*** Opening Input data ***
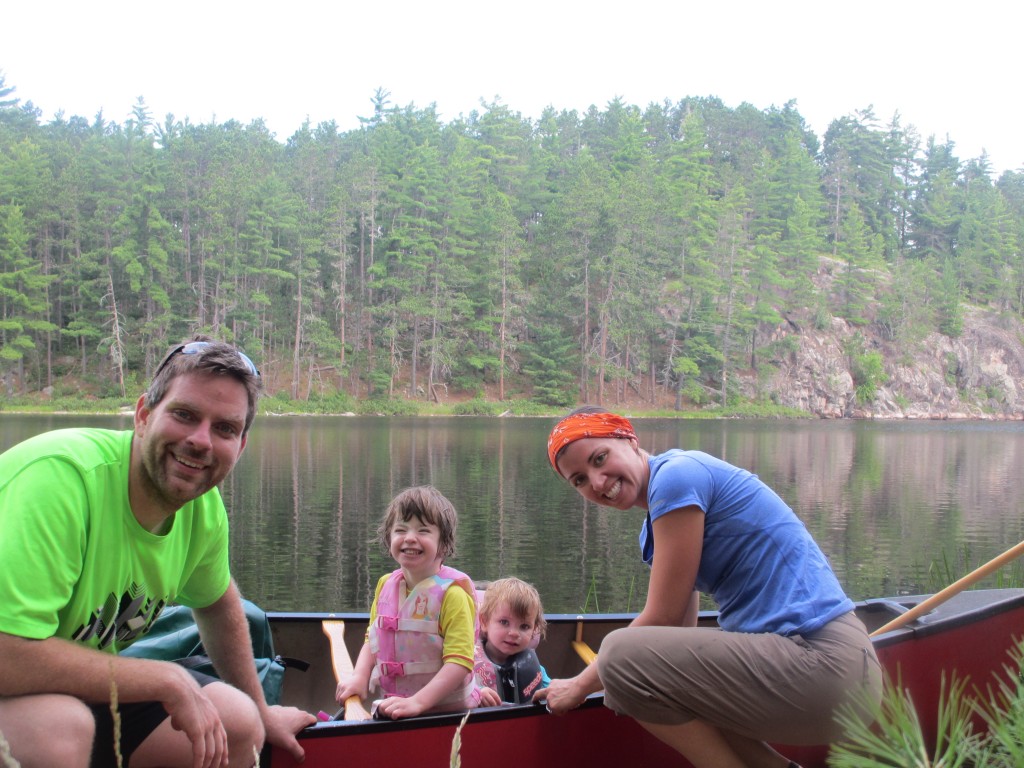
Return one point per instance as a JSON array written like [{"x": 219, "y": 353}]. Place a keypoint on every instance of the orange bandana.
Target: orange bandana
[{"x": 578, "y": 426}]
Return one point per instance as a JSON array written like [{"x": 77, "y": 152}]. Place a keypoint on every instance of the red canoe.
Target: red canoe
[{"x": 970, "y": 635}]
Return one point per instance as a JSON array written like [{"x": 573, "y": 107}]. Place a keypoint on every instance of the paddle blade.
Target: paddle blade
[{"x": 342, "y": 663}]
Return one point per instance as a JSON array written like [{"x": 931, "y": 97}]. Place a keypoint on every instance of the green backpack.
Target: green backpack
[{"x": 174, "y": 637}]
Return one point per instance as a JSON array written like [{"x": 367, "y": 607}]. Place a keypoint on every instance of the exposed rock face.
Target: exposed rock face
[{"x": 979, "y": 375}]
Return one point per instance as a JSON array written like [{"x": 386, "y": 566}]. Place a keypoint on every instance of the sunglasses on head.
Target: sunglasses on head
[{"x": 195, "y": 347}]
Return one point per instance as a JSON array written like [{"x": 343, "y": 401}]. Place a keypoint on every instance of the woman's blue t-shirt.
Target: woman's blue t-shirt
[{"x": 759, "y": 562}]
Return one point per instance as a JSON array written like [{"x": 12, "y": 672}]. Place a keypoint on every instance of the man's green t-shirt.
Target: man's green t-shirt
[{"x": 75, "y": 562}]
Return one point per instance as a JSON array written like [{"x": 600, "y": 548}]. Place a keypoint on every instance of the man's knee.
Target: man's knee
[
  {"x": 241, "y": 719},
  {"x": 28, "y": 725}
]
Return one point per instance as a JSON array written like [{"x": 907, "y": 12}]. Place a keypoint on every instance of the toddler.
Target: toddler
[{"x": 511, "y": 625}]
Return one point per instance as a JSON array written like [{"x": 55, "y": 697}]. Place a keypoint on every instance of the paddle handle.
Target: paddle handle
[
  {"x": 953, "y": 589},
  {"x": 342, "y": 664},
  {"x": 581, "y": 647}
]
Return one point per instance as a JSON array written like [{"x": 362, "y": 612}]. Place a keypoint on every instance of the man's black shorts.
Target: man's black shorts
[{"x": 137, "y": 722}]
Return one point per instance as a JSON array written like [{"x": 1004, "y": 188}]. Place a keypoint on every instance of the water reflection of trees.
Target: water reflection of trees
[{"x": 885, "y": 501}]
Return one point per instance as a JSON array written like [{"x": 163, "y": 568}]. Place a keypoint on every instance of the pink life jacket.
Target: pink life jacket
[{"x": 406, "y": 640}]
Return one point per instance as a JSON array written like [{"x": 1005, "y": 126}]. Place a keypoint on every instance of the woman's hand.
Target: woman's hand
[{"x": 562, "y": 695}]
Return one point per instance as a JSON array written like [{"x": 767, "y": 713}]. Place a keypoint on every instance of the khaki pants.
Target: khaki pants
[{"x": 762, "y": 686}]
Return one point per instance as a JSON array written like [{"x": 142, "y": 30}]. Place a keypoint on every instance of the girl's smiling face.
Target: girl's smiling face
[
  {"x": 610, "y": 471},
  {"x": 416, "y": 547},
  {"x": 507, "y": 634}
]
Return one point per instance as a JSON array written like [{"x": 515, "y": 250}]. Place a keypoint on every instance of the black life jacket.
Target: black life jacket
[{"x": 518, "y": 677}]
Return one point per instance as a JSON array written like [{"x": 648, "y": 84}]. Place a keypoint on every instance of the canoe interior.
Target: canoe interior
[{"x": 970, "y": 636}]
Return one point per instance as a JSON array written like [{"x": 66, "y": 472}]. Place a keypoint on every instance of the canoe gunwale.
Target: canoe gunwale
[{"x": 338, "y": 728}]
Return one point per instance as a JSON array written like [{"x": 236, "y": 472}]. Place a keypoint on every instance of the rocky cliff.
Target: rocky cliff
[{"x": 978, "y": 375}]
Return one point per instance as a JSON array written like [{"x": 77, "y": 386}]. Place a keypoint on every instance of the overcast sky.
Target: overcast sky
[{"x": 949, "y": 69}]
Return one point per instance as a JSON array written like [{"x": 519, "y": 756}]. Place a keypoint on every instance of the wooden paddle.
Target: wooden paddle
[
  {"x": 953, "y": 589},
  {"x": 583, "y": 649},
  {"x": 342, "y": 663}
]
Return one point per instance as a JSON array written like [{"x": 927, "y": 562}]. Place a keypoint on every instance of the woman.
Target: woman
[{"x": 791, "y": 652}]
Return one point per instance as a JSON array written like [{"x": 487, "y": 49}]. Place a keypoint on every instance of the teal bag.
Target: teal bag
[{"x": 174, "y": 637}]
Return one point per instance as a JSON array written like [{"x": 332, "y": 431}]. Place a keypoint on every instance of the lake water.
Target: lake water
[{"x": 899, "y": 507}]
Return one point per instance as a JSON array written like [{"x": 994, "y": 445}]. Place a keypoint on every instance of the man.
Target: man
*** Closing Input data ***
Brief: All the records need to be printed again exactly as written, though without their pictures.

Task output:
Return one point per instance as a JSON array written like [{"x": 219, "y": 353}]. Place a keypoint on every instance of the orange bandana.
Target: orange bandana
[{"x": 578, "y": 426}]
Return one point per instance as a JSON array written like [{"x": 77, "y": 152}]. Place a keypoint on every instance of the red canoe.
Target: red canoe
[{"x": 970, "y": 635}]
Return one point per instance as a JSON array written like [{"x": 573, "y": 107}]. Place a keypoint on every instance of the paddle blade.
Target: paddle blade
[{"x": 342, "y": 663}]
Return one point per instance as a JSON array written like [{"x": 931, "y": 97}]. Place a keypoint on every instance of the green backpack.
Target: green backpack
[{"x": 174, "y": 637}]
Return one point per instance as a JSON array written like [{"x": 367, "y": 607}]. Place a keypoint on every instance of the exposed rock face.
Target: exposed rock face
[{"x": 979, "y": 375}]
Return one point per instance as a JSON array written like [{"x": 386, "y": 566}]. Place a keypoint on every instance of the sunglasses on head.
Target: sunglasses on head
[{"x": 195, "y": 347}]
Return one point per instance as a JSON array written like [{"x": 343, "y": 401}]. Place a keypoint on every instance of the woman's blue t-shirt.
Target: woman's blue t-shirt
[{"x": 759, "y": 562}]
Return one point per instance as a JSON array written like [{"x": 12, "y": 672}]. Place a keypoint on every instance of the man's green t-shirt.
Target: man's green t-shirt
[{"x": 75, "y": 562}]
Return one point per instance as a JSON array written like [{"x": 600, "y": 548}]. Place a keypoint on every instance of the man's knee.
Target: man's knee
[
  {"x": 241, "y": 719},
  {"x": 28, "y": 725}
]
Return one point per instance as a JSON array written like [{"x": 907, "y": 12}]. Place a keypoint on every instance of the toddler.
Target: toddler
[{"x": 511, "y": 625}]
Return one point per instance as a JSON array written like [{"x": 55, "y": 697}]. Place a keypoint on every instance of the paddle handle.
Target: paddle handle
[
  {"x": 953, "y": 589},
  {"x": 342, "y": 664},
  {"x": 581, "y": 647}
]
Return one point per instance as a JSON array written like [{"x": 362, "y": 612}]. Place a keypoint on every instance of the man's black shorts.
Target: man's black shorts
[{"x": 137, "y": 722}]
Return one point per instance as a JSON array written like [{"x": 1004, "y": 188}]. Place a keypoint on every instance of the water reflection of trees.
Target: water reflection of trees
[{"x": 885, "y": 501}]
Return one point per instance as a JSON array written like [{"x": 163, "y": 568}]. Place a keypoint on every instance of the pink life jacket.
Target: pink life jacket
[{"x": 406, "y": 640}]
Return one point per instance as a JSON array written like [{"x": 1005, "y": 126}]. Place a keypoint on every instance of the woman's hand.
Target: woman's hand
[{"x": 562, "y": 695}]
Return one point per instance as a JSON array written like [{"x": 767, "y": 713}]. Place a keypoint on every instance of the khaki pants.
Target: khaki pants
[{"x": 762, "y": 686}]
Return one point per instance as a JSON array written like [{"x": 142, "y": 30}]. Place a keypoint on every instance of the girl's smiling face.
Target: girl's smiling face
[
  {"x": 610, "y": 471},
  {"x": 416, "y": 547},
  {"x": 507, "y": 634}
]
Return one point per instance as a JSON array written like [{"x": 515, "y": 250}]. Place a keypoint on every instance of the black life jacket.
Target: black life jacket
[{"x": 518, "y": 677}]
Return one point per instance as a JSON array written like [{"x": 648, "y": 84}]. Place a keypoint on every instance of the canoe interior.
Target: canoe interior
[{"x": 970, "y": 636}]
Return one point per instance as a JSON array written like [{"x": 66, "y": 472}]. Place a keypoint on every instance of the canoe gunwale.
Target: canoe gunwale
[{"x": 338, "y": 728}]
Return one point per instance as a JSON array written like [{"x": 236, "y": 472}]. Place a keypoint on every instance of the rocky cliff.
Target: rocky cliff
[{"x": 978, "y": 375}]
Return one point per instance as a JSON array written like [{"x": 77, "y": 386}]. Place a keypoint on every instance of the overcast sky.
Target: overcast sky
[{"x": 949, "y": 69}]
Return one point per instance as a JSON array written like [{"x": 519, "y": 756}]. Place a keypoint on every instance of the wooden paddle.
Target: wooden paddle
[
  {"x": 953, "y": 589},
  {"x": 583, "y": 649},
  {"x": 342, "y": 663}
]
Return one point per instance as a JSON array written like [{"x": 927, "y": 562}]. Place a keypoint on every instance of the woman.
Target: woman
[{"x": 791, "y": 652}]
Return one point per instance as a JSON array written like [{"x": 487, "y": 49}]. Place a keypoint on every instance of the teal bag.
Target: teal bag
[{"x": 174, "y": 637}]
Return one point per instance as a JSON array written like [{"x": 332, "y": 431}]. Place a keypoint on every instance of the lake water.
Target: lake water
[{"x": 899, "y": 507}]
Return one point per instance as a JSON array written like [{"x": 994, "y": 445}]. Place a keypoint on every instance of the man.
Target: man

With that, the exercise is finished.